**Text provided:**
▽
Let's show the size information in a plot:

In [None]:
filesizes_1 = np.array([test['size'] for test in test_large_fraction_changes_sparse])
sizelabels_1 = np.array([test['size_label'] for test in test_large_fraction_changes_sparse])

fig_large_fraction_changes = plt.figure(figsize=(14,10))
plt.plot(num_transactions_1, t_sizes_1, 'o--', ms=5, color='magenta', label="Theoretical file size")

nexp = len(exponents)
for i in range(len(compression)):
    for j in range(nexp):
        plt.plot(num_transactions_1, filesizes_1[j*n+i*nexp*n:(j+1)*n+i*nexp*n], '*--', ms=12, label=f"Chunk size 2**{exponents[j]}, {compression[i]}")

plt.xlabel("Transactions")
plt.title("test_large_fraction_changes_sparse")
plt.legend()
labels = [0, 2, 3, 4, 5, 8, 17]
plt.yticks(filesizes_1[labels], sizelabels_1[labels])
plt.show()

Changing the view to a logarithmic scale, we have the following:

In [None]:
fig_large_fraction_changes_log = plt.figure(figsize=(14,10))
plt.loglog(num_transactions_1, t_sizes_1, 'o--', ms=5, color='magenta', label="Theoretical file size")

for i in range(len(compression)):
    for j in range(nexp):
        plt.loglog(num_transactions_1, filesizes_1[j*n+i*nexp*n:(j+1)*n+i*nexp*n], '*--', ms=12, label=f"Chunk size 2**{exponents[j]}, {compression[i]}")

plt.xlabel("Transactions")
plt.title("test_large_fraction_changes_sparse")
△
**Job:** Reproduce the notebook excerpt above on plotting file sizes in full, with every line of text and code unchanged.

**Information provided:**
▽
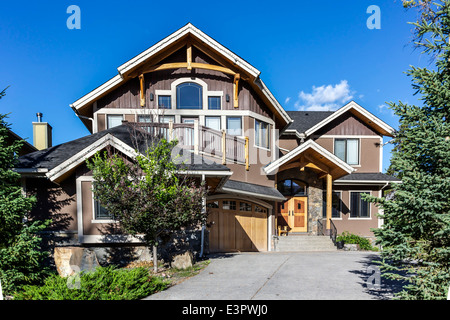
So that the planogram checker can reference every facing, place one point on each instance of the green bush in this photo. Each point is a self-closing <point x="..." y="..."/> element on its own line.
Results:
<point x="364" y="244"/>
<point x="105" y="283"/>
△
**Answer to the exercise:**
Let's show the size information in a plot:

In [None]:
filesizes_1 = np.array([test['size'] for test in test_large_fraction_changes_sparse])
sizelabels_1 = np.array([test['size_label'] for test in test_large_fraction_changes_sparse])

fig_large_fraction_changes = plt.figure(figsize=(14,10))
plt.plot(num_transactions_1, t_sizes_1, 'o--', ms=5, color='magenta', label="Theoretical file size")

nexp = len(exponents)
for i in range(len(compression)):
    for j in range(nexp):
        plt.plot(num_transactions_1, filesizes_1[j*n+i*nexp*n:(j+1)*n+i*nexp*n], '*--', ms=12, label=f"Chunk size 2**{exponents[j]}, {compression[i]}")

plt.xlabel("Transactions")
plt.title("test_large_fraction_changes_sparse")
plt.legend()
labels = [0, 2, 3, 4, 5, 8, 17]
plt.yticks(filesizes_1[labels], sizelabels_1[labels])
plt.show()

Changing the view to a logarithmic scale, we have the following:

In [None]:
fig_large_fraction_changes_log = plt.figure(figsize=(14,10))
plt.loglog(num_transactions_1, t_sizes_1, 'o--', ms=5, color='magenta', label="Theoretical file size")

for i in range(len(compression)):
    for j in range(nexp):
        plt.loglog(num_transactions_1, filesizes_1[j*n+i*nexp*n:(j+1)*n+i*nexp*n], '*--', ms=12, label=f"Chunk size 2**{exponents[j]}, {compression[i]}")

plt.xlabel("Transactions")
plt.title("test_large_fraction_changes_sparse")